● **Sayfa metni**
::::::::

AP’daki Temsilcimiz Niyazi Kızılyürek
9 Haziran 2024’de yine sandık başına gideceğiz. Bu kez kendi bölgemizde değil, güneyde oy kullanacağız. Bütün AB ülkeleriyle birlikte biz de Avrupa Parlamentosu seçimlerine katılacağız.
Bu katılım aslında çok yönlü yararları olan fevkalade önemli bir gelişmedir.
Ülkemiz Kıbrıs’ın AB üyeliği için imzaların atıldığı Nisan 2003’de resmen AB üyesi oldu. Ancak fiili üyelik tüm yeni 10 üye ile birlikte 1 Mayıs 2004’de gerçekleşti.
İmzalar önceden atıldığı ve AB üyeliği cepte olduğundan 24 Nisan 2004’de BM çözüm planı için yapılan referandumda Rumlar büyük çoğunlukla hayır dediler.
Böylece biz toplum olarak AB’nin dışında kaldık, ama Kıbrıs Cumhuriyeti vatandaşı olduğumuz için birey olarak AB üyesi olduk.
Elbette bu çelişkili bir durumdur. Bunun çözümü de ancak Kıbrıs sorununun çözümü ile mümkündür.
İçinde bulunduğumuz konjonktürde Kıbrıs sorununun çözümü gecikebilir. Zaten her iki lider de bu aşamada çözüm istemiyor. İkisi de statükonun devamı için elinden geleni yapıyor.
Bu durumda bizim kendimizi Avrupa Birliği’ne hatırlatmamız gerekir. Kıbrıslılar Haziran 2004’den itibaren her 5 yılda bir ülkemizi AP’de temsiz edecek 6 milletvekili için sandık başına gidiyor.
Kıbrıslı Türkler yoğun olarak ilk kez 2019 seçimlerinde oy kullandı. Bunun nedeni ise Akel’in cesur bir adım atarak 6 kişilik aday listesine bir Kıbrıslı Türkü de dahil etmesiydi.
Sevgili dostum Niyazi Kızılyürek ilk kez 2019 seçimlerinde aday oldu ve hem Kıbrıslı Türklerden, hem de Kıbrıslı Rumlardan aldığı destekle seçimi kazandı.
Kızılyürek 5 yıllık görev süresi içinde bilgisi, deneyimi, birkaç yabancı lisana olan hakimiyeti ve en önemlisi barış ve demokrasi yanlısı tutumu ile gerçekten önemli işler yaptı.

::::::::

● **Alıştırma yönergesi**
Avrupa Parlamentosu seçimleri ve Niyazi Kızılyürek hakkındaki yukarıdaki yazıyı son cümlesinden sonra sürdürün.

::::::::

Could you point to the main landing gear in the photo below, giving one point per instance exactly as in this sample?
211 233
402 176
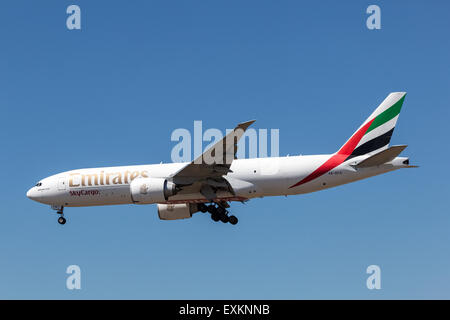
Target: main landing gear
218 213
60 211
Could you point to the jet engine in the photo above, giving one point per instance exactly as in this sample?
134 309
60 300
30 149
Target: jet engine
151 190
176 211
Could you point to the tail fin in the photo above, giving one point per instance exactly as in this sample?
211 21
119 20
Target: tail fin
375 133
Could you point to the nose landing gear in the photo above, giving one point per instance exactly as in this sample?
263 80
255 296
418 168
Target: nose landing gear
60 211
218 213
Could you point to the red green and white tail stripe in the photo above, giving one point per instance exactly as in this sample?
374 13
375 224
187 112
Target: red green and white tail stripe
371 137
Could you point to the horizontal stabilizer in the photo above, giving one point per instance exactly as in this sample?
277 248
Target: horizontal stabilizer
381 157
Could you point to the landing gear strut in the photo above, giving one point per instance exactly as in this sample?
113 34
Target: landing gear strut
60 211
218 213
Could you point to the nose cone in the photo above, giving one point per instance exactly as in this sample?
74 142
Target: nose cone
33 194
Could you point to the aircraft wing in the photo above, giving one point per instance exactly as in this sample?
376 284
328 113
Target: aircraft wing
209 168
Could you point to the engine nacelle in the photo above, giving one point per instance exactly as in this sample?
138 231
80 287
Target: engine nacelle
176 211
151 190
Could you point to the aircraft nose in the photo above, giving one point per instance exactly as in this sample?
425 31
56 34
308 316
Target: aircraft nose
32 194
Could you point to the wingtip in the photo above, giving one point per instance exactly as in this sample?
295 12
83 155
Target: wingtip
245 125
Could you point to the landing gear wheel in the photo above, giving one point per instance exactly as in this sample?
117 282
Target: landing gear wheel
215 217
224 218
202 207
61 220
233 220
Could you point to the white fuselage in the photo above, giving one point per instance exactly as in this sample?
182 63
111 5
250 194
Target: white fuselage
250 178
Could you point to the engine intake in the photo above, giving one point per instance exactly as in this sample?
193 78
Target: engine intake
151 190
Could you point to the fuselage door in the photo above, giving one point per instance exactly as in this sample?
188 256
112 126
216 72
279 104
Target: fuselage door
62 183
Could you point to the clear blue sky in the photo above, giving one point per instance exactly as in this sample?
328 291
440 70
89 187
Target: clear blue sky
112 93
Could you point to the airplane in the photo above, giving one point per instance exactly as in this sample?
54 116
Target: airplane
216 178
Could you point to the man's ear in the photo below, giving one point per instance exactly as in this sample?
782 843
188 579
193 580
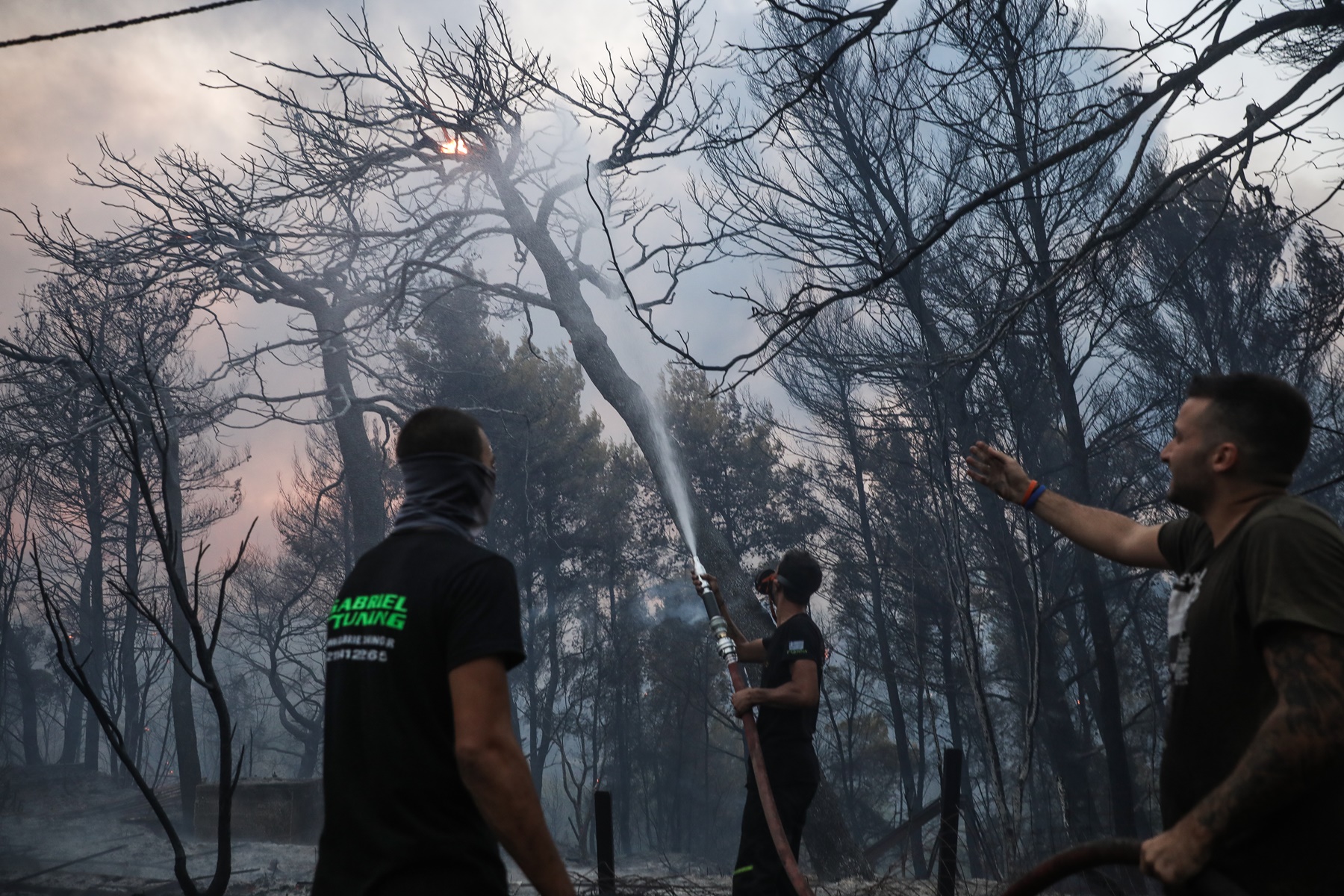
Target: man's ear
1225 457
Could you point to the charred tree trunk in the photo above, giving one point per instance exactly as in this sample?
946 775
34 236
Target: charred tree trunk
73 731
1109 711
129 671
25 682
183 709
880 622
92 642
361 465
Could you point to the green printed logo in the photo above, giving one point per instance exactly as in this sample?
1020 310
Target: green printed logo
386 610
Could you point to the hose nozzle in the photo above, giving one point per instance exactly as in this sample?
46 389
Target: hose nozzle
718 625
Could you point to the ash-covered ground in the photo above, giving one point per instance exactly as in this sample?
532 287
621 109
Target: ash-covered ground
66 832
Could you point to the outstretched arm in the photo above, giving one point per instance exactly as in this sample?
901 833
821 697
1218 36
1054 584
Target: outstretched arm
1105 532
1300 742
497 774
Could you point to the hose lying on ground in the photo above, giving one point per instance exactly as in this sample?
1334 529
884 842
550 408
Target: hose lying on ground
1109 852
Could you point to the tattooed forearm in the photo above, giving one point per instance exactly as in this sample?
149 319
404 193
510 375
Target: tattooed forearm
1301 741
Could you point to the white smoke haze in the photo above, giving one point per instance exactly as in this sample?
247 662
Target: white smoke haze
636 696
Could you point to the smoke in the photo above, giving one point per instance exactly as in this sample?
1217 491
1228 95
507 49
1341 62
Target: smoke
670 462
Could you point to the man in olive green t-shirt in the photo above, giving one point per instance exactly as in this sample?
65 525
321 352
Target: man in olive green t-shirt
1253 770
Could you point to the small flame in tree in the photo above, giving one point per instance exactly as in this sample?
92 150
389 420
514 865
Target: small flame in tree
453 146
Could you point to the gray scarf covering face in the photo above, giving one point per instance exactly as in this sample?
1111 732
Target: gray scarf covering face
449 491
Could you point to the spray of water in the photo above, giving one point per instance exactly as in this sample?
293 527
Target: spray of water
670 464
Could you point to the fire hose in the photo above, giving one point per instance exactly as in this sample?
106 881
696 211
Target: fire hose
1109 852
729 650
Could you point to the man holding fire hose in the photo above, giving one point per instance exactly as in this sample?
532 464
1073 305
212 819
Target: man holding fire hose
1253 770
789 694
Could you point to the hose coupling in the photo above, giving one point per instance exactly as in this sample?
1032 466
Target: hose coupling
727 649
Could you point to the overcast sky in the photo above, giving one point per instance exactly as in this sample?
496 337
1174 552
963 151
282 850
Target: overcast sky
141 89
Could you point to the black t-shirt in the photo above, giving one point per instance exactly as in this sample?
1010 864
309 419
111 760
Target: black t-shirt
416 606
1283 563
785 731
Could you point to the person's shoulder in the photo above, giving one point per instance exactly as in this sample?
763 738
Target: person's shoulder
801 625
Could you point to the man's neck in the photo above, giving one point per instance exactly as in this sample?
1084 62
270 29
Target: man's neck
785 610
1233 504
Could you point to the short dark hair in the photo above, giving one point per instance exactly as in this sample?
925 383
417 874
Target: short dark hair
800 574
1266 418
440 430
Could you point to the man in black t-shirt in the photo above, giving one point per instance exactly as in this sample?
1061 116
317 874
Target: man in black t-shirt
423 775
1253 768
789 694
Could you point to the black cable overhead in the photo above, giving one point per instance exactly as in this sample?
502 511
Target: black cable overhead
124 23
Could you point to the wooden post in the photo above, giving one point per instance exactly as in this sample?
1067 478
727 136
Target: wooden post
605 844
951 806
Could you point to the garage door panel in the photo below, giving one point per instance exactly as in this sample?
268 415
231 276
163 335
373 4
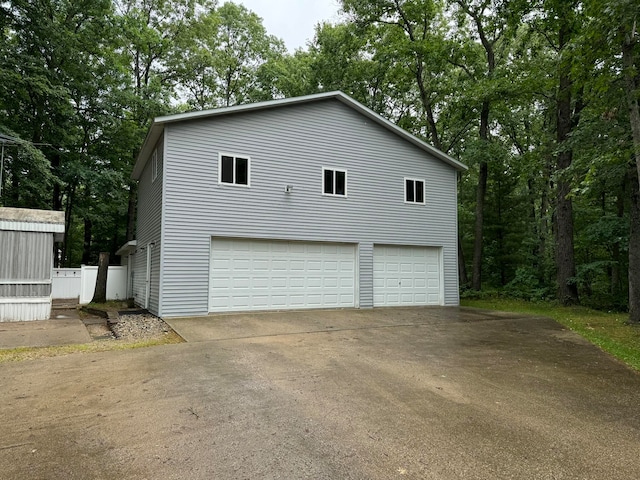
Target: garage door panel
267 275
406 275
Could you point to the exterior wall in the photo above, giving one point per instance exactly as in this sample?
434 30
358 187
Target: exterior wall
26 261
289 146
148 233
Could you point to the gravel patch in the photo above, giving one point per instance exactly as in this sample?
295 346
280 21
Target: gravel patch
139 327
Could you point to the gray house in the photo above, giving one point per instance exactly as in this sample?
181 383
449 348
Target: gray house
307 202
26 262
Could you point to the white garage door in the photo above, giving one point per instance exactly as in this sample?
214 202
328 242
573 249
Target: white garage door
404 275
273 275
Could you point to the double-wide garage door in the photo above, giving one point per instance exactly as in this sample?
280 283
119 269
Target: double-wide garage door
406 275
248 274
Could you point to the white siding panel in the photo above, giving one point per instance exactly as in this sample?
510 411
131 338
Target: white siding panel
149 232
289 146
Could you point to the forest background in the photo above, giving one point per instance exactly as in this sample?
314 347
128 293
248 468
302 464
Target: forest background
539 98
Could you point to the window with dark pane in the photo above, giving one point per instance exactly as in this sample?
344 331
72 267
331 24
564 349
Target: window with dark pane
419 187
242 171
410 191
226 176
341 182
334 182
328 181
413 190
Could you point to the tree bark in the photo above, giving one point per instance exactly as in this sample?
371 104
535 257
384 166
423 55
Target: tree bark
631 86
634 251
565 262
131 211
100 293
86 246
483 175
462 267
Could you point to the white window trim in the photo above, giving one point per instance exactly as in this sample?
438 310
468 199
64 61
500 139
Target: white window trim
346 182
154 165
424 190
234 156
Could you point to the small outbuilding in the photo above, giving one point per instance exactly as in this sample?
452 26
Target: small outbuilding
296 203
26 262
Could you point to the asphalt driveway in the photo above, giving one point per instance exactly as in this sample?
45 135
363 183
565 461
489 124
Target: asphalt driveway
423 393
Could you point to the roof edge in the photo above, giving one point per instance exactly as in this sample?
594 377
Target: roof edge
157 126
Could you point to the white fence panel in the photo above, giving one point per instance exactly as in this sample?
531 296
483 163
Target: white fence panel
66 282
116 283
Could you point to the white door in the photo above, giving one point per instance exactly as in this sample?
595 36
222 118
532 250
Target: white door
406 275
249 274
147 277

::::::::

● **Alıştırmanın yanıtı**
Sadece Kıbrıslı Türkler için değil, bütün Kıbrıs için, en başta Kıbrıs sorununun çözümü için çaba harcadı. Ayrıca AB’nin birliği ve bütünlüğü için, son zamanlarda Avrupa’da yükselen ırkçı ve faşist düşüncelere rağmen yılmadan mücadele etti.
Avrupa Parlamentosu’nda Kıbrıslı Türklerin sesi oldu. KC Anayasası’nda KC’nin resmi dilleri Türkçe ve Rumcadır demektedir. Buna rağmen üyelik müzakereleri sırasında ve sonrasında Rum tarafı talep etmediği için Türkçe AB dili olarak kabul edilmedi.
Kızılyürek bu sorunu dile getirdiği AP’deki konuşmasında “bu parlamentoda kendi anadilinde konuşamayan tek milletvekili benim” diyerek hem Rum tarafını, hem de AB’yi eleştirdi. Ayrıca karma evliliklerden doğan çocukların KC yurttaşlığı konusunu AB’nin dilekçe komitesinde görüşülmesini sağladı.
Bunların yanında yeşil hat tüzüğü ve mali yardım tüzüğünün işlerliğinin artırılması için ve bu küçücük adada Kıbrıslı Türklerle Rumların her alanda daha fazla işbirliği yapması için elinden geleni yaptı.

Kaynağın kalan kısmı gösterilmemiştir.